Objective
Copy the records below verbatim, starting with the line that contains "Emit one marker per instance in this form: [(509, 491)]." and continuing through the final line of the records.

* begin Given information *

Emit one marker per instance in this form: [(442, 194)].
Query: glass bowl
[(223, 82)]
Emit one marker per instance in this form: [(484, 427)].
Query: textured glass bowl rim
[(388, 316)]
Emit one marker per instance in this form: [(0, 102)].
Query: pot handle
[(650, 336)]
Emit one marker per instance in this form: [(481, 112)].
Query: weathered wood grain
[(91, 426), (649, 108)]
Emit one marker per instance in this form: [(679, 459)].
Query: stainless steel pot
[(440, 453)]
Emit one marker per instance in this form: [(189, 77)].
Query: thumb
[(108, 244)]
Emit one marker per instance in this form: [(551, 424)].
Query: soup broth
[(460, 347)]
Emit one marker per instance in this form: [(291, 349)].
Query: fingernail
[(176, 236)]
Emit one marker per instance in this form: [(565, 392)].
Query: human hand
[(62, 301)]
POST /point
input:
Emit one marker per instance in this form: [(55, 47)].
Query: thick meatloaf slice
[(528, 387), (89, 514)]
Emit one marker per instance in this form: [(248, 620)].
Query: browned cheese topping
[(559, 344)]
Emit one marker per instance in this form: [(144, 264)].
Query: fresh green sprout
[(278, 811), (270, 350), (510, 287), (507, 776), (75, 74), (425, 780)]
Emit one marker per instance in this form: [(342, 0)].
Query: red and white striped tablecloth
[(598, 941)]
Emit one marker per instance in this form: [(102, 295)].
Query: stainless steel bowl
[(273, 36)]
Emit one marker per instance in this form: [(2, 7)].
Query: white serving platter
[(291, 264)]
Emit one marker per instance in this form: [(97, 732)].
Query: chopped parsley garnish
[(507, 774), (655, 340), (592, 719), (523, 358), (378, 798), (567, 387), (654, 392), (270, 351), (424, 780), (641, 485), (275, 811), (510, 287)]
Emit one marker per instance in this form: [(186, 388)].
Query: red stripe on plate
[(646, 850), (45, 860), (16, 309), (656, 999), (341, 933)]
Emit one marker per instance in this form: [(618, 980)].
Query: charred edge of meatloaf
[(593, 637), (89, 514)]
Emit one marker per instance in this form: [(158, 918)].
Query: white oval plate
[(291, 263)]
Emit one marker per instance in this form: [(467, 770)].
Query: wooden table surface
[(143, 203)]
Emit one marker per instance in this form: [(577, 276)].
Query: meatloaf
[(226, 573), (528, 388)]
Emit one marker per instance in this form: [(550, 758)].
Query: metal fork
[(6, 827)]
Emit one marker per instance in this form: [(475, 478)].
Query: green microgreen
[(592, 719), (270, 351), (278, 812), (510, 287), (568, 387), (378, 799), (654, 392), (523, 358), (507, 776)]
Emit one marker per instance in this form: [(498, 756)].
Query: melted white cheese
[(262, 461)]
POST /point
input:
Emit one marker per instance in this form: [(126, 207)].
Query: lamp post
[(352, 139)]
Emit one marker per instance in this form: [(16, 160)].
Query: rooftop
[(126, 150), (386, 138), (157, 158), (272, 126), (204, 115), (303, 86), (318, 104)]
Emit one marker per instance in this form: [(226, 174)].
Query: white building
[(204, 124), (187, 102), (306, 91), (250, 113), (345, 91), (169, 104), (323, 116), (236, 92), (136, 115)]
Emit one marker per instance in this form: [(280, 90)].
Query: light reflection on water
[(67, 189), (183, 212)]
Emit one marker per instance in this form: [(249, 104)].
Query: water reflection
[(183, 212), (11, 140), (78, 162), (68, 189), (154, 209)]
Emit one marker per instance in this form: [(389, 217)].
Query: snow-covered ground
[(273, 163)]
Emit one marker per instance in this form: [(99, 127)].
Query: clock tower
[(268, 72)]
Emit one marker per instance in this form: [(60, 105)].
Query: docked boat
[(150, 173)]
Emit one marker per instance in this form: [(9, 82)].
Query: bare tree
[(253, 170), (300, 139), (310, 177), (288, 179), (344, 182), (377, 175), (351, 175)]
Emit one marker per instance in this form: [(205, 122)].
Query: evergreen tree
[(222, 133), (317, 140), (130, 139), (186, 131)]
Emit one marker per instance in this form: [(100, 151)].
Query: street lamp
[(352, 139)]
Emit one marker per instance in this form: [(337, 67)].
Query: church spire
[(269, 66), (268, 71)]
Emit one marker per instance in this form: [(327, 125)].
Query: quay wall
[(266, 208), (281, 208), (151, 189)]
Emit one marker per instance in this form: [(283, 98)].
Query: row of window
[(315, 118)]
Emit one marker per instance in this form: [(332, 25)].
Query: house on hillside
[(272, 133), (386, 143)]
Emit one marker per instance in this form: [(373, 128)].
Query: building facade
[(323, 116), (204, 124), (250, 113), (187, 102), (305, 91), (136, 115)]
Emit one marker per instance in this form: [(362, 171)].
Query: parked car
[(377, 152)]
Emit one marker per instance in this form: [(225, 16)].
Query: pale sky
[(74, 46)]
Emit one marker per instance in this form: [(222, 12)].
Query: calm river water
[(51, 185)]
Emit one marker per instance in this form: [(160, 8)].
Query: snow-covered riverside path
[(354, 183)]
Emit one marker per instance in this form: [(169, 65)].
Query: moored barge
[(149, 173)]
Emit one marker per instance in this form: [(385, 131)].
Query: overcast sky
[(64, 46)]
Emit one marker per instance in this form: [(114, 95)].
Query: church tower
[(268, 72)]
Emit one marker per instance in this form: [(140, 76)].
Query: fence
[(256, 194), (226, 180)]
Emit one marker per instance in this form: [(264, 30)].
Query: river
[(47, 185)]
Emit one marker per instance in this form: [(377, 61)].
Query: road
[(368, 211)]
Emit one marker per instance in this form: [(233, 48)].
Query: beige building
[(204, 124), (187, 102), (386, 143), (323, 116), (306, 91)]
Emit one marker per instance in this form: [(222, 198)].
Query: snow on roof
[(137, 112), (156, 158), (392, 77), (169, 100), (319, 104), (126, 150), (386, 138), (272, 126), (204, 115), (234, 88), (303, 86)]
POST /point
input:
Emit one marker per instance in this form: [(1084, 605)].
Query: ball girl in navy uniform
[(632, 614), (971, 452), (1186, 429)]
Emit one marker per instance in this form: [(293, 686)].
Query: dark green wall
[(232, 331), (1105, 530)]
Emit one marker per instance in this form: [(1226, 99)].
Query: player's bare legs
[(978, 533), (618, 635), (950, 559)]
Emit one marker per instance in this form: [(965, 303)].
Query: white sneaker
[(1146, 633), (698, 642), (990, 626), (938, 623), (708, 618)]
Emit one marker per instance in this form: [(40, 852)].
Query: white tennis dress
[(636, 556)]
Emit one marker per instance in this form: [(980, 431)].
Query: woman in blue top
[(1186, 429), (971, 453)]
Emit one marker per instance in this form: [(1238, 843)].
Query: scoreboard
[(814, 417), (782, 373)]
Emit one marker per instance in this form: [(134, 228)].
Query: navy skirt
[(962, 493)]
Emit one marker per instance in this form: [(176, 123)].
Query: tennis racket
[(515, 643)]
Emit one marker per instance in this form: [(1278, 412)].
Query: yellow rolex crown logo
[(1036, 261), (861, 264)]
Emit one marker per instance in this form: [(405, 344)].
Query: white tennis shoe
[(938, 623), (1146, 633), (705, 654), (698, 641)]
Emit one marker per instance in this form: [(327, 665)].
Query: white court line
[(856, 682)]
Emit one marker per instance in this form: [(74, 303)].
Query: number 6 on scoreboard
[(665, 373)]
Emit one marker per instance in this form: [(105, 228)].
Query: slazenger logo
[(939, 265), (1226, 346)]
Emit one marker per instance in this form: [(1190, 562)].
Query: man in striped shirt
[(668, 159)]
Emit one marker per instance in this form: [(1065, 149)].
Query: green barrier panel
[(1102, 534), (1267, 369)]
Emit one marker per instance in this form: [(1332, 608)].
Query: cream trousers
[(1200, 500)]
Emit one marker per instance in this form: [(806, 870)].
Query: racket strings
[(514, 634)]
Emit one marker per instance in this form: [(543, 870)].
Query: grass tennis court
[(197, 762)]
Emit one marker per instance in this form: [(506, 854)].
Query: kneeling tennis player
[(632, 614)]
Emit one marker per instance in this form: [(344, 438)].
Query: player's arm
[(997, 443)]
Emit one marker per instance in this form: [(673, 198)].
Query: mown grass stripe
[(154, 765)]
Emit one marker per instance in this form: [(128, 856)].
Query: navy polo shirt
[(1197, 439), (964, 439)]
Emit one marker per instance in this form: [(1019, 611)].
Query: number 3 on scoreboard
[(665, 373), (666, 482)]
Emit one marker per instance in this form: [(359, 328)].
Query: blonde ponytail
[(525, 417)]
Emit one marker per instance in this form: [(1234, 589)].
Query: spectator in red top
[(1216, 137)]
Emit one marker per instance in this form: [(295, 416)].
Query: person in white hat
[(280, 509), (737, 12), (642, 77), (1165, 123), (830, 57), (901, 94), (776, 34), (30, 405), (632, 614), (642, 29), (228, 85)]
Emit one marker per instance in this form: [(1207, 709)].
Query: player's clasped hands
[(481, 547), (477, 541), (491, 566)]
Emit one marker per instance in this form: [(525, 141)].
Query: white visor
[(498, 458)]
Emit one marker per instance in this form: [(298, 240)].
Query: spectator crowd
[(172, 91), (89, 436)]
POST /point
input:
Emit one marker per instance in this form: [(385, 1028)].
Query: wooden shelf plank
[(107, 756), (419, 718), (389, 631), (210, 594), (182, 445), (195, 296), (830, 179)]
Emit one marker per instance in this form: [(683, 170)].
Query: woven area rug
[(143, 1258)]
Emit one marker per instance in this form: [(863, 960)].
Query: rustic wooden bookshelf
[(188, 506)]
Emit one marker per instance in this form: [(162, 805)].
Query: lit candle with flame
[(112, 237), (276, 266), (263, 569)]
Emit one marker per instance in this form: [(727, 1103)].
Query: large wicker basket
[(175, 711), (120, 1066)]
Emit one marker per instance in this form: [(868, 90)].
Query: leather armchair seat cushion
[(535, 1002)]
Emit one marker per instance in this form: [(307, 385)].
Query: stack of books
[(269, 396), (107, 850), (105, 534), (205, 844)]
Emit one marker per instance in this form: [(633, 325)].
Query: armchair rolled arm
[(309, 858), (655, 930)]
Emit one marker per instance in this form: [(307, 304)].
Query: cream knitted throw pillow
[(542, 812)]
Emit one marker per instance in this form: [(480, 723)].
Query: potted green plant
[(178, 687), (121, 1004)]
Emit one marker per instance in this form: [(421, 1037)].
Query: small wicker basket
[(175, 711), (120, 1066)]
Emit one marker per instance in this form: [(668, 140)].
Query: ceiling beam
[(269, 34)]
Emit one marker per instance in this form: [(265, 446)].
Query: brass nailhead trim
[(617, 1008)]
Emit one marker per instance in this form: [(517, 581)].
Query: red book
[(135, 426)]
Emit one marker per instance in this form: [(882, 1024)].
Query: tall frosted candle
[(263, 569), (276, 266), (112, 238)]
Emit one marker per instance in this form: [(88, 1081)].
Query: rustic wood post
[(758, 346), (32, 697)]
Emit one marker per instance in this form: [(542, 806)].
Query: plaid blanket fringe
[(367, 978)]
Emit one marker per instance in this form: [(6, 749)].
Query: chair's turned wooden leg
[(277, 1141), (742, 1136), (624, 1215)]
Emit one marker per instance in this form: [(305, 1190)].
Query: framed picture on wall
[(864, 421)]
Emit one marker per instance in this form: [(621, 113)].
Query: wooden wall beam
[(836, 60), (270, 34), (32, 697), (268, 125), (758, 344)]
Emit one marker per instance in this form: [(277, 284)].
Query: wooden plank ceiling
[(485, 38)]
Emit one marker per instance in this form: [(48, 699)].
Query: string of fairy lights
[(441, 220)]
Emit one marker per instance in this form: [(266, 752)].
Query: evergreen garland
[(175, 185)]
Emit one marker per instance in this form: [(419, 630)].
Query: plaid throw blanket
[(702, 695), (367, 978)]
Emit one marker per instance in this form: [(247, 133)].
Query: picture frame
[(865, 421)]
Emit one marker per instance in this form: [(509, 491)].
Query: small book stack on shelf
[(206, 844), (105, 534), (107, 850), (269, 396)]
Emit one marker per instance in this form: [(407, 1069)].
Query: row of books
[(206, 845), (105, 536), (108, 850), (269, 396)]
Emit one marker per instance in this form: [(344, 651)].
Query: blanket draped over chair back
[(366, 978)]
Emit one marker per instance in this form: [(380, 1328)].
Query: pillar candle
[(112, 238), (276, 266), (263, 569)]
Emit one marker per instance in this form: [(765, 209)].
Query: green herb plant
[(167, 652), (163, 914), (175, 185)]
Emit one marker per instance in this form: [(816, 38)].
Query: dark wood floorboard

* end Given information *

Task response
Emit one marker per instance in this form: [(509, 491)].
Query: small book stack on shelf
[(206, 844), (105, 534), (107, 850), (269, 396)]
Emit one marker per instance in this form: [(407, 1069)].
Query: row of books
[(206, 845), (105, 536), (108, 850), (269, 396)]
Emit one marker per instance in this form: [(344, 651)].
Query: blanket draped over chair back
[(366, 978)]
Emit one marker per instance in this form: [(380, 1328)].
Query: pillar candle
[(112, 238), (276, 266), (263, 569)]
Emit one marker per instance in this form: [(765, 209)].
Query: green herb plant
[(167, 652), (163, 914), (175, 185)]
Emit one marker per instance in this form: [(816, 38)].
Query: dark wood floorboard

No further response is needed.